Stored entries
================
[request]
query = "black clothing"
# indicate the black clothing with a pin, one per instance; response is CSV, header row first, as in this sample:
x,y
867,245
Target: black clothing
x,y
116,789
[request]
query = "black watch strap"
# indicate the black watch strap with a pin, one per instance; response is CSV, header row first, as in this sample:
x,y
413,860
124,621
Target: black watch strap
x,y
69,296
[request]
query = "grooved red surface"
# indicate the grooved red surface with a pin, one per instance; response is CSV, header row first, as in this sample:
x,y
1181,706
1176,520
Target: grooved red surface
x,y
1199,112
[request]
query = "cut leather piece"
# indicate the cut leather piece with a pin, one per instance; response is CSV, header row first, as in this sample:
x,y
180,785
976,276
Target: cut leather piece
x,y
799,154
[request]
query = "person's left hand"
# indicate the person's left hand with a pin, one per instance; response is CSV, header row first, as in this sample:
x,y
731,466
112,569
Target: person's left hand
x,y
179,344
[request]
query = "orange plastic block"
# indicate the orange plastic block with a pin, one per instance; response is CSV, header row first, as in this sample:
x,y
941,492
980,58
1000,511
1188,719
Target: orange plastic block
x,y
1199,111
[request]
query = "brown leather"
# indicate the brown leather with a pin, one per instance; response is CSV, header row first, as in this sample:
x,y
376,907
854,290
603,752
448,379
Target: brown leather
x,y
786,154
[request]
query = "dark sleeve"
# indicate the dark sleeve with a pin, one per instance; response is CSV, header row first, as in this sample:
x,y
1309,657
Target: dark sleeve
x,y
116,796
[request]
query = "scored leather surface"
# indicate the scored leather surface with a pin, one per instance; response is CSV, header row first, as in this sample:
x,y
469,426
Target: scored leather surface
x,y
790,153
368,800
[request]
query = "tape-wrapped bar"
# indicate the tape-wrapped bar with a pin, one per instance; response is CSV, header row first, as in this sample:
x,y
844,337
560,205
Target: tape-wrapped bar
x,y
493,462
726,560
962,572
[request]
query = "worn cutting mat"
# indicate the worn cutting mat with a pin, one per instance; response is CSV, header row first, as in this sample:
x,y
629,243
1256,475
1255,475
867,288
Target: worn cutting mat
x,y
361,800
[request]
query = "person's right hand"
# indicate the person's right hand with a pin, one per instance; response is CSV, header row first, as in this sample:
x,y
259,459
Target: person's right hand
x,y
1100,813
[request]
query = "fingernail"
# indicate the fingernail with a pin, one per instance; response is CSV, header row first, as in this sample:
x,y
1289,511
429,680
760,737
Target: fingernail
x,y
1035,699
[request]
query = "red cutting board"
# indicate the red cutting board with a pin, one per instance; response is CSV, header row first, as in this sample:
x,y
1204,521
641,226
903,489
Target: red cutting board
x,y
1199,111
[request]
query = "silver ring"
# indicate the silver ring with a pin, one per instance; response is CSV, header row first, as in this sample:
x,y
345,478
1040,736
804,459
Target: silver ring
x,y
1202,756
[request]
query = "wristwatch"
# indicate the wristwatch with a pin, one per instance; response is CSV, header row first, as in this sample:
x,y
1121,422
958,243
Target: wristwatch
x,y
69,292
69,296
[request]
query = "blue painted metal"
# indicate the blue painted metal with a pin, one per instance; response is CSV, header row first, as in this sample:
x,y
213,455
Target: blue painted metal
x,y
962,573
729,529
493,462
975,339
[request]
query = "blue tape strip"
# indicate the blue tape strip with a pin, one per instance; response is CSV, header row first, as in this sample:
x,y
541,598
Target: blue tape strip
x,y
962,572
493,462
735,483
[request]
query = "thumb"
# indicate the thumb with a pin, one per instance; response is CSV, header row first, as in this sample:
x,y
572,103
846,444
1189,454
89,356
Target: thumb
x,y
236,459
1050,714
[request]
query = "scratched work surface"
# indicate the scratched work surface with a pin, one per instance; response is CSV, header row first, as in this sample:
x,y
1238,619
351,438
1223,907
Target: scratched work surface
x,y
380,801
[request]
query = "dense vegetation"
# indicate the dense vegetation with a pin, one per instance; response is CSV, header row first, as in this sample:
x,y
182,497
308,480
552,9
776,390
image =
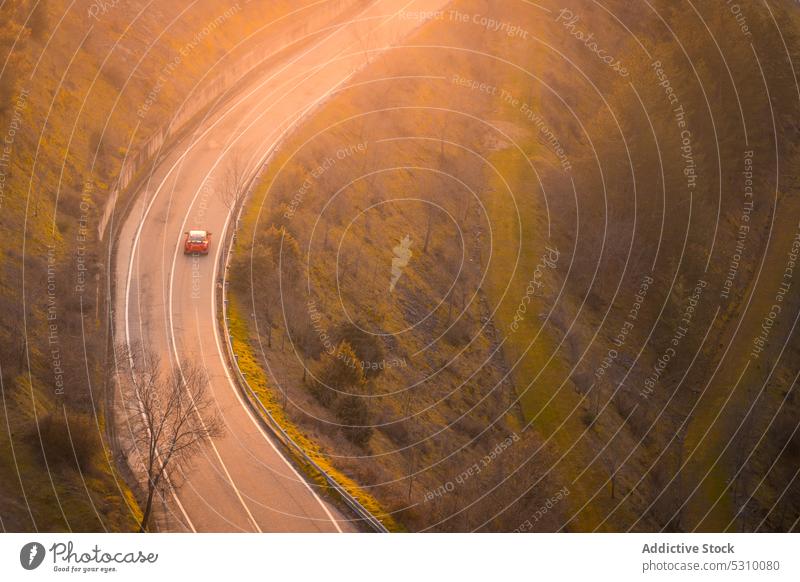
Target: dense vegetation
x,y
539,248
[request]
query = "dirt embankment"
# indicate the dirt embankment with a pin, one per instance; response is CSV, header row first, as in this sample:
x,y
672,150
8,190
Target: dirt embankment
x,y
83,86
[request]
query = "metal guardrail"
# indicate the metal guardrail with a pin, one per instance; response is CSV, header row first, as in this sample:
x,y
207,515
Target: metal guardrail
x,y
229,238
214,88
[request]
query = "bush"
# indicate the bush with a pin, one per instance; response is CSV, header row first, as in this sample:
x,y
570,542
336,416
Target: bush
x,y
71,441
================
WHAT IS NEEDED: Each entry needs to be retyped exactly; the pictures stay out.

WRITTEN RESPONSE:
[request]
query = "black clothing"
# indicate the black clothing with a pin, one per instance; response is CSV, header row first, as in this sample:
x,y
867,245
Target: black clothing
x,y
116,789
[request]
query = "black watch strap"
# indicate the black watch strap with a pin, one per instance; response is CSV, header row first, as in this sample:
x,y
413,860
124,621
Target: black watch strap
x,y
69,296
[request]
query = "grooved red surface"
# indicate the grooved red surface with a pin, one per instance; response is CSV, header row first, as in this sample:
x,y
1181,706
1176,520
Target: grooved red surface
x,y
1199,112
[request]
query = "cut leather piece"
# indicate the cut leather piece with a pin, one per instance; response is CSV, header row first, as in this sample:
x,y
180,785
976,276
Target: cut leather piece
x,y
799,154
[request]
query = "person's left hand"
# indicate the person's left hand with a pin, one per instance; response is CSV, header row first, as in this sample:
x,y
731,466
112,569
Target: person's left hand
x,y
179,344
[request]
query = "orange plastic block"
# indicate the orange plastic block with a pin, one per instance; response is CSV, header row first, as in this sample:
x,y
941,492
980,58
1000,511
1188,719
Target: orange plastic block
x,y
1199,111
[request]
query = "brown leather"
# indicate the brown leather with a pin, one per instance; response is CSV, header row first, as in this sample:
x,y
376,907
854,290
603,752
448,379
Target: brown leather
x,y
786,154
[request]
query = "dark sleeve"
# indicate the dark sleeve with a pin, one per instance; response is CSV, header row first, as in this sample:
x,y
1309,657
Target: dark sleeve
x,y
116,796
[request]
query = "scored leather surface"
# indicate the scored leather surface with a pin, one per instance; response is CSV, header row first, as in this sample:
x,y
469,426
Target: scored leather surface
x,y
790,153
368,800
[request]
query = "tape-wrapped bar"
# indicate the tape-wrapped bar with a pin, one per instance; response is CSV, header row first, as in this sample:
x,y
844,337
560,205
Target: tape-wrapped bar
x,y
493,462
726,560
962,572
[request]
query = "worn cutting mat"
# indicate the worn cutting mat with a pin, one per instance; response is CSV, header row first, as in this sample:
x,y
629,243
1256,475
1255,475
867,288
Target: worn cutting mat
x,y
361,800
[request]
query = "person's right hand"
# indicate the person's right hand with a pin, one per instance; response is CSV, header row first, as in this sample:
x,y
259,459
Target: person's right hand
x,y
1100,813
[request]
query = "fingernail"
# indicate the fingernail with a pin, one per instance; response is CSV, header row first, as in this sample:
x,y
1289,511
429,680
760,737
Target: fingernail
x,y
1035,699
[request]
query = "red cutting board"
# indicate the red cutting board with a pin, one per instance; response is CSV, header row first, as in this sample:
x,y
1204,521
641,226
903,489
Target: red cutting board
x,y
1199,111
[request]
query = "silver ring"
# indicate the silver ring with a pin, one per instance; response is CSV, header row first, as in this sample:
x,y
345,478
1040,736
804,459
Target: silver ring
x,y
1202,756
[request]
query = "wristwatch"
# indicate the wristwatch with a pin, one per instance; response is CSV, header row first, as in this sample:
x,y
1121,422
958,243
Target: wristwatch
x,y
69,292
69,296
[request]
query = "blue painted metal"
# indicate the blue painted metal with a pin, one per instance; response is CSV, header row first, as in this sample:
x,y
213,455
Target: blue painted metal
x,y
962,573
729,529
493,462
975,339
[request]
query = "blue tape strip"
# indicate the blue tape strip with a pin, one per instance; response is CSV, header row first, as in this sample:
x,y
541,598
Target: blue tape strip
x,y
962,572
493,462
735,483
[request]
query = "thumb"
# indicate the thumb with a pin, one per instance; response is CSV, header row first, as in this sample:
x,y
572,103
846,444
1189,454
89,356
Target: thumb
x,y
236,459
1050,714
[request]
query = "scratched work surface"
# indicate the scratched work surface with a pin, one per instance; response is CSV, header row first, as in this sample:
x,y
1238,619
351,438
1223,907
Target: scratched work surface
x,y
380,801
[request]
query = "dense vegetation"
# indicate the dense vegetation with a pin, one per instance; response is CSV, header row first, as in this sample:
x,y
182,497
308,480
552,9
776,390
image =
Target: dense vegetation
x,y
539,248
[request]
query = "dirt embankment"
# indicate the dirt embankment with a pin, one per instance; response is CSV, header row first, as in this sample:
x,y
672,150
8,190
Target: dirt embankment
x,y
83,86
[request]
query = "metal guardrail"
# indicate the metal guardrail with a pin, one per instance; response is CSV, header row first, as in this sample:
x,y
207,515
Target: metal guardrail
x,y
229,238
214,88
[request]
query = "bush"
# indicate the bush with a pin, one per instance; response is CSV, header row first, as in this sample:
x,y
570,542
336,416
Target: bush
x,y
71,441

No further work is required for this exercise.